ITEMS:

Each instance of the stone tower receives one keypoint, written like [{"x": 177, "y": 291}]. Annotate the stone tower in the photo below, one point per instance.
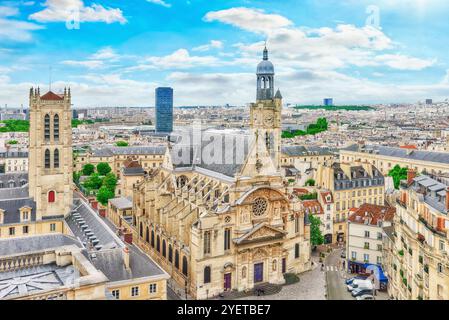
[
  {"x": 265, "y": 114},
  {"x": 50, "y": 153}
]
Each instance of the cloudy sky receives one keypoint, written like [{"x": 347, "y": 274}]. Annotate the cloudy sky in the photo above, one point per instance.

REQUIREMENTS: Lay out the data above as a numbered list with no blank lines, and leave out the pictures.

OUTPUT FOR THIS TASK:
1. Each instance of the stone tower receives one keypoint, written like [{"x": 177, "y": 291}]. Annotate the stone tower in the photo below, one point per instance.
2. [
3.   {"x": 265, "y": 114},
4.   {"x": 50, "y": 153}
5. ]
6. Each instance of the cloudy sky receives one keypoint, written like [{"x": 347, "y": 274}]. Annotate the cloudy sky in the photo above, one point per instance.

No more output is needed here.